Given records: Begin

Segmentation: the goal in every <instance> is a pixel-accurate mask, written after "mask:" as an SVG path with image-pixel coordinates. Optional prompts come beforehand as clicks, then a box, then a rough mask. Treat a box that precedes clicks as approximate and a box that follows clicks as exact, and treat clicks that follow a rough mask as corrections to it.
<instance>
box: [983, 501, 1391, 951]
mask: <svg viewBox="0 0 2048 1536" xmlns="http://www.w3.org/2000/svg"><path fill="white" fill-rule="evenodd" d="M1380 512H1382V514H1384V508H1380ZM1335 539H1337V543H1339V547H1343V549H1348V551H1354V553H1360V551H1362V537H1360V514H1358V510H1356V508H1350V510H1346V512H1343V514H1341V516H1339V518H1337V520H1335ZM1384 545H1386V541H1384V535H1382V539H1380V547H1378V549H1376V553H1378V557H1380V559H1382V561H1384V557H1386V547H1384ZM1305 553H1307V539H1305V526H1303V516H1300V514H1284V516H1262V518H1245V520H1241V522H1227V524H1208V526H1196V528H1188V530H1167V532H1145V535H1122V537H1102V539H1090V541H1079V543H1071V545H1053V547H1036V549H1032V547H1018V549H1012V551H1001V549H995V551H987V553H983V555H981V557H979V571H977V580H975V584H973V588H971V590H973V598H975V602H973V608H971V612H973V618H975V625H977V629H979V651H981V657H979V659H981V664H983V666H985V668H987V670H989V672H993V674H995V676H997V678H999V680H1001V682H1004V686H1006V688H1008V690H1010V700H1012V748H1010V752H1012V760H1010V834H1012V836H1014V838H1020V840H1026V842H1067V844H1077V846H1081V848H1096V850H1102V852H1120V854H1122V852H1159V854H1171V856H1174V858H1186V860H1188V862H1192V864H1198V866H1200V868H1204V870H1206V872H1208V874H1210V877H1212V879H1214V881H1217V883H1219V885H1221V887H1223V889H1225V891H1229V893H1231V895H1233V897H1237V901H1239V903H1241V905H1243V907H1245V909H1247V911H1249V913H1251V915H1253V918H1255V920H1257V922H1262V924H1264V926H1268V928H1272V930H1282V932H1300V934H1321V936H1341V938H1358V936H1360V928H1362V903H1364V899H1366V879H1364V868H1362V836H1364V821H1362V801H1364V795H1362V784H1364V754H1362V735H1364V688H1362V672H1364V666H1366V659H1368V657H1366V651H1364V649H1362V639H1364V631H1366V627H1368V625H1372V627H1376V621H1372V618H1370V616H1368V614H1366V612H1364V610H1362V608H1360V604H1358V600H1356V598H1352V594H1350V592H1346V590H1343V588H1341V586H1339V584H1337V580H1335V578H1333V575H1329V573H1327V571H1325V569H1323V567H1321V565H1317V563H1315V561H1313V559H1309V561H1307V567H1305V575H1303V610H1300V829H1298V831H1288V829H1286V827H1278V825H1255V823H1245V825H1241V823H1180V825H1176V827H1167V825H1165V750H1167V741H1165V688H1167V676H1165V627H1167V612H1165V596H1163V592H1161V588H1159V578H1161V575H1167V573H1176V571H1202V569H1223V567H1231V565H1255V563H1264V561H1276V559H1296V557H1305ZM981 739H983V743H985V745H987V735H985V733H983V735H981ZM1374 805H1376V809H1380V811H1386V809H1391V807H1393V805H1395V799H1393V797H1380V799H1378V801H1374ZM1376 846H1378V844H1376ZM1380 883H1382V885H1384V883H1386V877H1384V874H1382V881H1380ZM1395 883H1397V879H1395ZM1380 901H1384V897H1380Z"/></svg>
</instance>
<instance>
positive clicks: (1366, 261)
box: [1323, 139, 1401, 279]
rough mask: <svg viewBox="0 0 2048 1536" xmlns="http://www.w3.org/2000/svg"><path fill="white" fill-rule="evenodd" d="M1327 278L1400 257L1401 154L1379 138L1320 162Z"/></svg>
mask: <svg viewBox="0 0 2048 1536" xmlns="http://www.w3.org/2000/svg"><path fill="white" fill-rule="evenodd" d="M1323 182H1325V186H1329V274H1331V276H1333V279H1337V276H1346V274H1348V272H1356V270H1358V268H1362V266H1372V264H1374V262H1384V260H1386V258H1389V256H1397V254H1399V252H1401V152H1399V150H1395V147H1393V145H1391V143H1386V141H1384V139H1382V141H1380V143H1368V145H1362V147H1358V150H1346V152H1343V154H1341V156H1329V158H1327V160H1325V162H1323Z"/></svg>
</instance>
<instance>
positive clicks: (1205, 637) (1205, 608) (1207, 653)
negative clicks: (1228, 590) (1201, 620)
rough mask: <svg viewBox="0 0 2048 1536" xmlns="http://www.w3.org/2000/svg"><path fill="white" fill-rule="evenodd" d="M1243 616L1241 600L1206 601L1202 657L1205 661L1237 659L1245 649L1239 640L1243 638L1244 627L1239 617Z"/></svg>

Given records: End

| Your assignment |
Would you please give back all of the material above exactly as it stands?

| Result below |
Segmentation: the goal in every <instance> is a pixel-accurate mask, written after "mask:" as an SVG path with image-pixel coordinates. Optional prompts come beforehand as clicks, then a box, then a rough mask. Treat a box that precedes clicks as approximate and a box that follows clicks as exact, and treat clicks that follow a rough mask as corrections to it.
<instance>
box: [983, 501, 1391, 951]
mask: <svg viewBox="0 0 2048 1536" xmlns="http://www.w3.org/2000/svg"><path fill="white" fill-rule="evenodd" d="M1380 512H1382V514H1384V508H1380ZM1335 539H1337V543H1339V547H1343V549H1348V551H1354V553H1360V551H1362V537H1360V514H1358V510H1356V508H1350V510H1346V512H1343V514H1341V516H1339V518H1337V520H1335ZM1384 545H1386V541H1384V535H1382V539H1380V547H1378V549H1376V553H1378V557H1380V559H1382V561H1384V557H1386V547H1384ZM1305 553H1307V539H1305V526H1303V516H1300V514H1284V516H1262V518H1245V520H1241V522H1227V524H1208V526H1196V528H1188V530H1167V532H1145V535H1122V537H1102V539H1090V541H1079V543H1071V545H1053V547H1036V549H1032V547H1018V549H1012V551H1001V549H995V551H987V553H983V555H981V557H979V571H977V580H975V584H973V588H971V590H973V598H975V602H973V608H971V612H973V618H975V625H977V629H979V651H981V657H979V659H981V664H983V666H985V668H987V670H989V672H993V674H995V676H997V678H999V680H1001V682H1004V686H1006V688H1008V690H1010V700H1012V748H1010V752H1012V760H1010V834H1012V836H1014V838H1020V840H1026V842H1067V844H1077V846H1081V848H1096V850H1102V852H1120V854H1122V852H1159V854H1171V856H1174V858H1186V860H1188V862H1192V864H1198V866H1200V868H1204V870H1206V872H1208V874H1210V877H1212V879H1214V881H1217V883H1219V885H1221V887H1223V889H1225V891H1229V893H1231V895H1233V897H1237V901H1239V903H1241V905H1243V907H1245V909H1247V911H1249V913H1251V915H1253V918H1255V920H1257V922H1262V924H1264V926H1268V928H1272V930H1282V932H1300V934H1321V936H1341V938H1358V936H1360V928H1362V903H1364V899H1366V879H1364V868H1362V836H1364V821H1362V801H1364V795H1362V784H1364V754H1362V735H1364V688H1362V672H1364V666H1366V659H1368V657H1366V651H1364V649H1362V639H1364V631H1366V627H1368V625H1372V627H1376V621H1372V618H1370V616H1368V614H1366V612H1364V610H1362V608H1360V604H1358V600H1356V598H1352V594H1350V592H1346V590H1343V588H1341V586H1339V584H1337V580H1335V578H1333V575H1329V573H1327V571H1325V569H1323V567H1321V565H1317V563H1315V561H1313V559H1309V561H1307V567H1305V575H1303V610H1300V829H1298V831H1288V829H1286V827H1278V825H1255V823H1245V825H1241V823H1180V825H1176V827H1167V825H1165V750H1167V741H1165V688H1167V676H1165V627H1167V612H1165V596H1163V592H1161V588H1159V578H1161V575H1167V573H1176V571H1202V569H1223V567H1231V565H1255V563H1264V561H1276V559H1296V557H1305ZM981 739H983V743H985V745H987V735H985V733H983V735H981ZM1374 805H1376V809H1380V811H1386V809H1391V807H1393V805H1395V799H1393V797H1380V799H1378V801H1374ZM1376 846H1378V844H1376ZM1380 883H1382V885H1384V883H1386V877H1384V874H1382V881H1380ZM1395 883H1397V879H1395ZM1380 901H1384V897H1380Z"/></svg>
</instance>
<instance>
positive clicks: (1366, 261)
box: [1323, 139, 1401, 279]
rough mask: <svg viewBox="0 0 2048 1536" xmlns="http://www.w3.org/2000/svg"><path fill="white" fill-rule="evenodd" d="M1327 278L1400 257L1401 154L1379 138L1320 162Z"/></svg>
mask: <svg viewBox="0 0 2048 1536" xmlns="http://www.w3.org/2000/svg"><path fill="white" fill-rule="evenodd" d="M1323 182H1325V186H1329V274H1331V276H1333V279H1337V276H1346V274H1348V272H1356V270H1358V268H1362V266H1372V264H1374V262H1384V260H1386V258H1389V256H1397V254H1399V252H1401V152H1399V150H1395V147H1393V145H1391V143H1386V141H1384V139H1382V141H1380V143H1368V145H1362V147H1358V150H1346V152H1343V154H1341V156H1329V158H1327V160H1325V162H1323Z"/></svg>
</instance>
<instance>
positive clicks: (1205, 637) (1205, 608) (1207, 653)
negative clicks: (1228, 590) (1201, 620)
rough mask: <svg viewBox="0 0 2048 1536" xmlns="http://www.w3.org/2000/svg"><path fill="white" fill-rule="evenodd" d="M1243 616L1241 600L1206 601L1202 657L1205 661L1237 659L1245 649L1239 640L1243 638L1244 627L1239 617Z"/></svg>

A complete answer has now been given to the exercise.